[START OF DATASET ROWS]

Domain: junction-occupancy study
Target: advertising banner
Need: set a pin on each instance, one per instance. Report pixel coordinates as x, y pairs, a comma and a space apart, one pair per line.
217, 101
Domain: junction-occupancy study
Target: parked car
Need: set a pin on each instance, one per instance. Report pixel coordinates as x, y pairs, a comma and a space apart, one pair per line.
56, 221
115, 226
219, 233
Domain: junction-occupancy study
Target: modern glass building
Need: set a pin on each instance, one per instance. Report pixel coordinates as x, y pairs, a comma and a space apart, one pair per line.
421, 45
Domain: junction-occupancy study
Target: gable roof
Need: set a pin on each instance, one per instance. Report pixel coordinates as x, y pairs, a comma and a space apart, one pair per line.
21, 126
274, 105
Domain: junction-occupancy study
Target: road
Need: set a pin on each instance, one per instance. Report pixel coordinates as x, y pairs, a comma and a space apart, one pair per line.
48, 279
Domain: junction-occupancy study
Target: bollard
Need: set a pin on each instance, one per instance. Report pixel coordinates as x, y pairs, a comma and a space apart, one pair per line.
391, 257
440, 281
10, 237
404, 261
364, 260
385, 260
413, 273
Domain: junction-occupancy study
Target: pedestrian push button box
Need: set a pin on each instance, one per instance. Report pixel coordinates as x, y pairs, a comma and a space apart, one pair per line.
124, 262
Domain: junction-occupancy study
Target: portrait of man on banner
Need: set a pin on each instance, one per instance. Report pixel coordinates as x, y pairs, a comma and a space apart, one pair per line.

[END OF DATASET ROWS]

- _WRITTEN EXERCISE_
Render the lines of the records above as a JSON list of strings, one string per line, skipping any blank lines.

- _RESULT OF THIS EXERCISE_
[
  "Domain: junction-occupancy study",
  "Target: advertising banner",
  "Need: set a pin on each instance, one per instance. Report pixel coordinates as x, y pairs, a comma and a space apart, one pair per line.",
  "217, 101",
  "Domain: junction-occupancy study",
  "Target: parked car",
  "Need: set a pin on each instance, one per instance. Report pixel coordinates as x, y pairs, a comma and a space apart, one pair per line.",
  "56, 221",
  "115, 226",
  "219, 233",
  "Domain: junction-occupancy study",
  "Target: modern glass building",
  "Need: set a pin on each instance, one per instance. Report pixel coordinates as x, y pairs, a comma and a space apart, one pair per line.",
  "421, 45",
  "Domain: junction-occupancy study",
  "Target: gable roof",
  "Need: set a pin on each instance, one per instance. Report pixel coordinates as x, y pairs, a comma and a space apart, one pair per line.",
  "21, 126",
  "274, 105",
  "Domain: junction-occupancy study",
  "Target: road",
  "Need: set a pin on each instance, one per instance. Report pixel coordinates as x, y pairs, a comma and a space apart, one pair per line.",
  "48, 279",
  "Domain: junction-occupancy study",
  "Target: bollard",
  "Need: set a pin on each instance, one per instance. Report pixel coordinates as x, y pairs, a comma and a space apart, one pair per line.",
  "391, 257",
  "440, 281",
  "10, 237",
  "404, 261",
  "364, 260",
  "385, 260",
  "413, 273",
  "Domain: junction-occupancy study",
  "Target: pedestrian push button box",
  "Need: set a pin on each instance, one per instance. Report pixel coordinates as x, y pairs, a comma and a space apart, one pair per line.",
  "124, 262",
  "Domain: junction-occupancy study",
  "Target: portrait of man on banner",
  "Need: set a pin on each instance, one per instance. Report pixel coordinates as x, y pairs, a comma and a space apart, one pair per line."
]